= ФРАГМЕНТ ДОКУМЕНТА =

--------------------

Комментарий | 0

Мне дано уменье умирать

 
 
 
 
Сегодня ровно год со дня смерти  Владислава Пенькова, день памяти поэта. «Топос» публикует стихи, написанные им в преддверии конца. Собственно всё, что опубликовано в журнале под его именем, прислано им с пониманием того, что срок его жизни жестко отмерен.
 
 
Рю*
 
                 Наташе
 
 
Куда летят драконы
сегодня? На рассвет.
По всем земным законам
драконов в мире нет.
 
Но пролетают низко,
касаясь этажа.
Их нет. Но кровь их близко.
Ах, как она свежа.
 
Они её теряют
в полёте ради нас.
Они летят и тают,
как снег, как лёд и газ.
 
Чтоб ты могла у шторы
заметить без вранья
того из них, которым
назавтра стану я.
 
____________
*_ Рю по-японски «дракон».
 
 
Озадаченная постоянным диалогом поэта с вечностью, тем не менее, не допускала и мысли о его грядущей смерти: любой человек, а поэт тем более, способен озаботится вечностью, – русский человек по матрице своей так или иначе живёт в ней, осознаёт это или нет.

--------------------

Продублируйте дословно часть фрагмента от «По всем земным» до «как лёд и газ.». Опирайтесь исключительно на фрагмент.

--------------------

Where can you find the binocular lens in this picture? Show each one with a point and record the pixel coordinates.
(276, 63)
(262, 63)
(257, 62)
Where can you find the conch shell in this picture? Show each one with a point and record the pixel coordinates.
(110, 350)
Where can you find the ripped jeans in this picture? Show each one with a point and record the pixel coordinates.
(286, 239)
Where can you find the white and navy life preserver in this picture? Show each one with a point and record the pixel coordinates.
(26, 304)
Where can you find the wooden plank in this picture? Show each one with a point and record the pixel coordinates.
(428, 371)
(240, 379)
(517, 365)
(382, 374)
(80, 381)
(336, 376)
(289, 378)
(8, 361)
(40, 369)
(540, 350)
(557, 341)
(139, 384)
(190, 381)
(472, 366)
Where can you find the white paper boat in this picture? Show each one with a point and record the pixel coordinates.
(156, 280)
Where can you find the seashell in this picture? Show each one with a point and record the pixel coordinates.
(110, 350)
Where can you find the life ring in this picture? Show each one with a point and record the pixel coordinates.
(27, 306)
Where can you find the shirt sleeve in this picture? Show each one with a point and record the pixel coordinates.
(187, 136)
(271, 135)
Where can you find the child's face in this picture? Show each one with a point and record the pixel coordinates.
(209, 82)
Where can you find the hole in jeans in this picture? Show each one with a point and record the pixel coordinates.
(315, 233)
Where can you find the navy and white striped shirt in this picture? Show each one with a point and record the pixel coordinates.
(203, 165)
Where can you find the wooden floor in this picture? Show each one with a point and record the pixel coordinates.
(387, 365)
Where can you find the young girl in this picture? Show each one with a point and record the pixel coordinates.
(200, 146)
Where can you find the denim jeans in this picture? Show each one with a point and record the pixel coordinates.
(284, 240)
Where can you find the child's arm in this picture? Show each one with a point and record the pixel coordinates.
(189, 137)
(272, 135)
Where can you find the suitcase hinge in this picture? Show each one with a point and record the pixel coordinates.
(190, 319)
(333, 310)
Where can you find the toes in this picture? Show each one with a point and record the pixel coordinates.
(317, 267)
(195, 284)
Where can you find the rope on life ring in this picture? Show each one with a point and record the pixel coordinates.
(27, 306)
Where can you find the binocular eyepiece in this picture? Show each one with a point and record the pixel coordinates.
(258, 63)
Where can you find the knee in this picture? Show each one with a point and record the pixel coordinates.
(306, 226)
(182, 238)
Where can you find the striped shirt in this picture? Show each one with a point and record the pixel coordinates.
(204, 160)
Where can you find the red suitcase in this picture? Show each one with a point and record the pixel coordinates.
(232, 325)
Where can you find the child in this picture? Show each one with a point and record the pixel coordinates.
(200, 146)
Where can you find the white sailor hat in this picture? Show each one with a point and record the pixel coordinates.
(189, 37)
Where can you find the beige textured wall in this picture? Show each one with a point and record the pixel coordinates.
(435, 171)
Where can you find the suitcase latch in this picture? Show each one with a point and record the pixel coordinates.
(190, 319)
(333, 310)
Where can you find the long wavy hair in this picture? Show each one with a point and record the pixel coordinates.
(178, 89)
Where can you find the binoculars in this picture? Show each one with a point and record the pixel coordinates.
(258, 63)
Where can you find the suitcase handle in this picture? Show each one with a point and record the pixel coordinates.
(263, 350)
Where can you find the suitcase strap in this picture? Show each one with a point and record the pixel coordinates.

--------------------

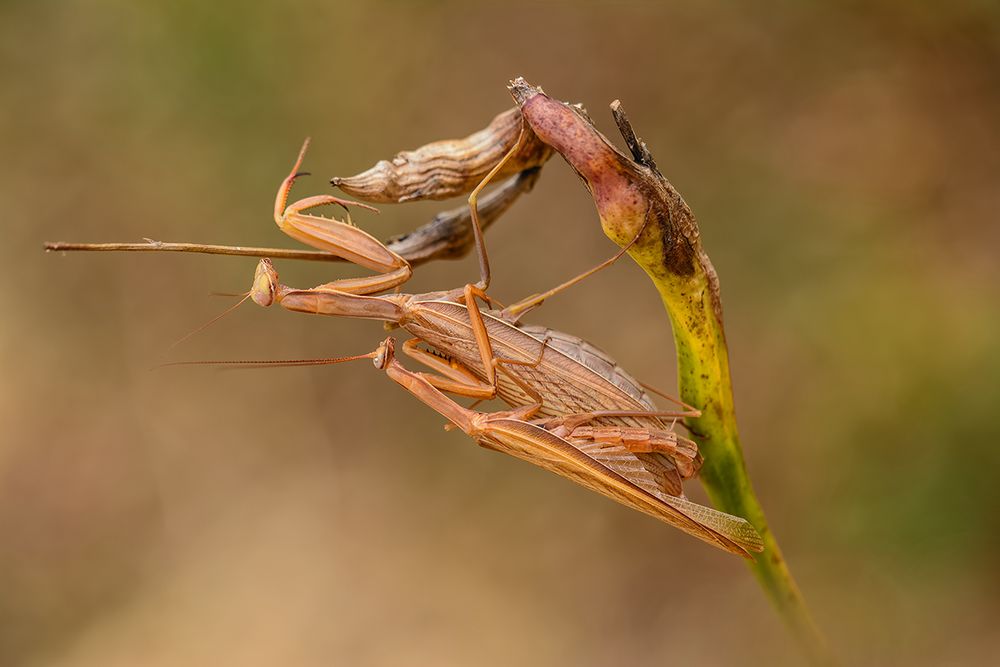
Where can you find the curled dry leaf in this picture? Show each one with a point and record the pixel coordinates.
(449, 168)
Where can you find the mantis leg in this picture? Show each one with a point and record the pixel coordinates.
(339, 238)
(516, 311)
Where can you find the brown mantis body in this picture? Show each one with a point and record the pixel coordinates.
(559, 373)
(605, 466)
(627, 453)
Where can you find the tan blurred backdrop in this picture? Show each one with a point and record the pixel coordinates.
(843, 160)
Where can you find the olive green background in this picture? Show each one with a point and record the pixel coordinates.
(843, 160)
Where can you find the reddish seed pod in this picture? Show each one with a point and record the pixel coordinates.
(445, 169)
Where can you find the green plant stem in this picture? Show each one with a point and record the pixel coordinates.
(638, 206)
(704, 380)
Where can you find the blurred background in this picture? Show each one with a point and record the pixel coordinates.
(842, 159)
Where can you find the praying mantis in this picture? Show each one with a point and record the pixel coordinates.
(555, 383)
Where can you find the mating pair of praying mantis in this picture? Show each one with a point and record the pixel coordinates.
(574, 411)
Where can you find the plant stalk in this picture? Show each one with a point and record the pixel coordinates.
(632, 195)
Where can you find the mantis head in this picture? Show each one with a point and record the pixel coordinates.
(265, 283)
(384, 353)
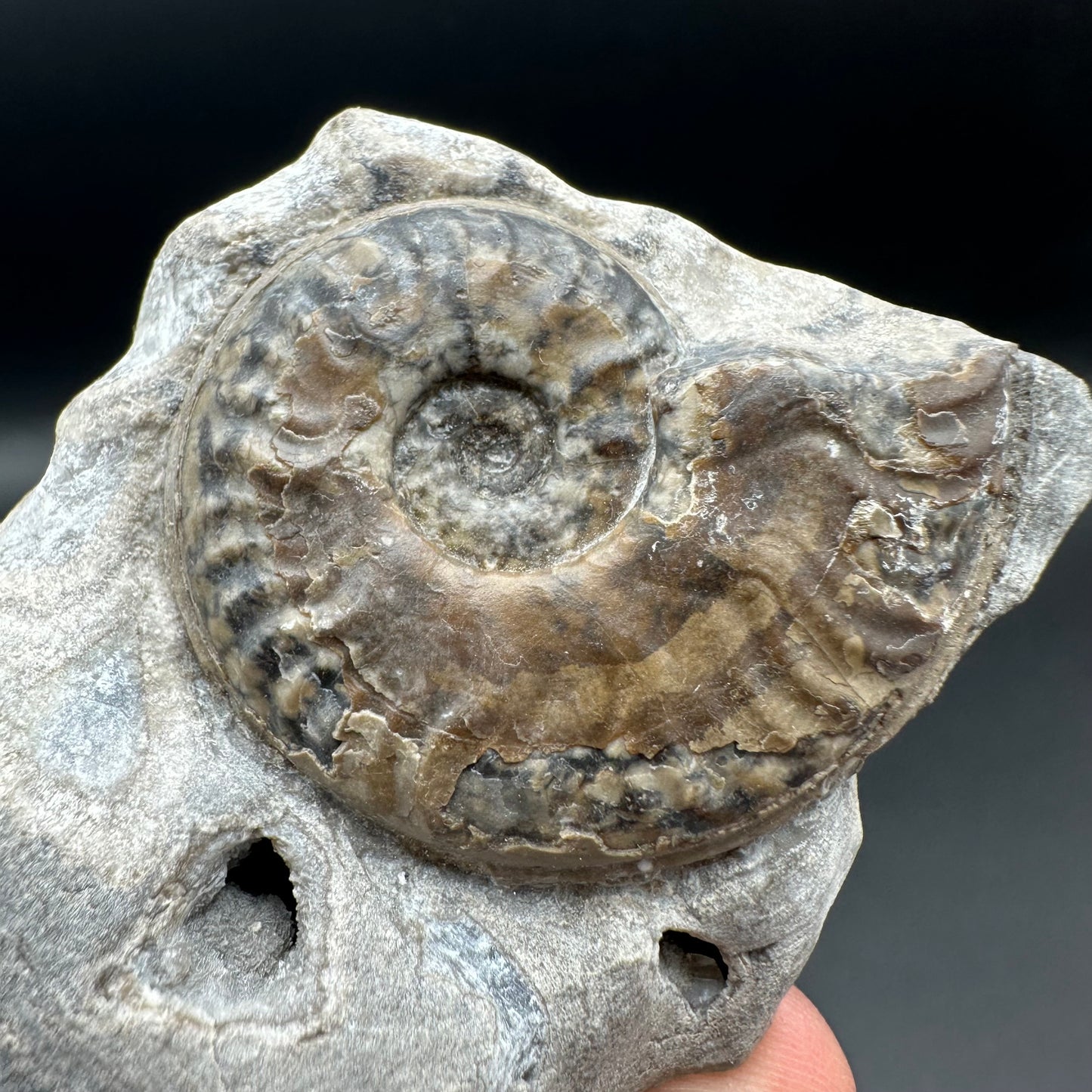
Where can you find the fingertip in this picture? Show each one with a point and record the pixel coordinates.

--------------------

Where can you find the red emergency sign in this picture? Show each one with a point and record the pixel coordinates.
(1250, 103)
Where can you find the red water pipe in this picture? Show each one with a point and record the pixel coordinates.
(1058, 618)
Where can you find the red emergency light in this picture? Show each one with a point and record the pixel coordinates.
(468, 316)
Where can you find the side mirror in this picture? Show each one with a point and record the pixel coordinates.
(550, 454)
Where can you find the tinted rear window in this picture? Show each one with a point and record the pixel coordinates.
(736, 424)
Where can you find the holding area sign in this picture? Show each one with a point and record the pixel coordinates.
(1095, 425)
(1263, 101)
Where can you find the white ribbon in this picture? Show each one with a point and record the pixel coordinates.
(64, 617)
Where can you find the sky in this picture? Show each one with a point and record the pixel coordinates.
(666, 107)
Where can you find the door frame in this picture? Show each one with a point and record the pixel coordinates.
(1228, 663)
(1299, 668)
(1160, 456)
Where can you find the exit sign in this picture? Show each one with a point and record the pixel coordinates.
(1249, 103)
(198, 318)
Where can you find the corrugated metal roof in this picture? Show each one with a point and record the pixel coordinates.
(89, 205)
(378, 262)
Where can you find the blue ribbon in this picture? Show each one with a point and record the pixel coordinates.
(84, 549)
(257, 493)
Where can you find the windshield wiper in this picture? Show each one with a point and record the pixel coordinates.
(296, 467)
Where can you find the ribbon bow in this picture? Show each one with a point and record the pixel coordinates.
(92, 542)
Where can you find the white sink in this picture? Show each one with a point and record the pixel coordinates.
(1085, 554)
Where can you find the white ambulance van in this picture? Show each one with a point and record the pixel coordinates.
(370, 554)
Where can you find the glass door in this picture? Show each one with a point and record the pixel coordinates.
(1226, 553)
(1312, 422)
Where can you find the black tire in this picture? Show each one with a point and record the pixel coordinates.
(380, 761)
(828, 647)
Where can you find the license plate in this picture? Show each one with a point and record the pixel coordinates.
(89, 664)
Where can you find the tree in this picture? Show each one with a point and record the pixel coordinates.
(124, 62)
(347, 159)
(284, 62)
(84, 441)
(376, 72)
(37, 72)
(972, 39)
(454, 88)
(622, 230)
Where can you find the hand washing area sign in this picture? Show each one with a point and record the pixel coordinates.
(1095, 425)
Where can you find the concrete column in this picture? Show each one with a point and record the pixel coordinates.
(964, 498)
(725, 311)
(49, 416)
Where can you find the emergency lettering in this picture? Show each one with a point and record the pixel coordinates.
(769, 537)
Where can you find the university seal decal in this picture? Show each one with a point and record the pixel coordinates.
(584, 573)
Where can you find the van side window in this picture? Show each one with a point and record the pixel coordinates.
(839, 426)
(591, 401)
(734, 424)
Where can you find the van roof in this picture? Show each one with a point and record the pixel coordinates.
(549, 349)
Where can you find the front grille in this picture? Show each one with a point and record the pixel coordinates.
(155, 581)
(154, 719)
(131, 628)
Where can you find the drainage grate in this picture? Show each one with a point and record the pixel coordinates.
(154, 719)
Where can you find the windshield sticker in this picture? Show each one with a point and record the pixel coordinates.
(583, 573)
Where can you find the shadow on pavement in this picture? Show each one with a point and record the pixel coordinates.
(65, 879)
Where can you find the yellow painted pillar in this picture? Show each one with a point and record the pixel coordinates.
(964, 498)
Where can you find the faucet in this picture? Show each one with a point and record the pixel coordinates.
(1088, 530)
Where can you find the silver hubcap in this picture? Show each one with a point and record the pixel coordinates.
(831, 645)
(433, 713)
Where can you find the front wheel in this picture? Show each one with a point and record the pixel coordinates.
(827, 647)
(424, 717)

--------------------

= РЕЗУЛЬТАТ ВЫПОЛНЕНИЯ =
По всем земным законам
драконов в мире нет.
 
Но пролетают низко,
касаясь этажа.
Их нет. Но кровь их близко.
Ах, как она свежа.
 
Они её теряют
в полёте ради нас.
Они летят и тают,
как снег, как лёд и газ.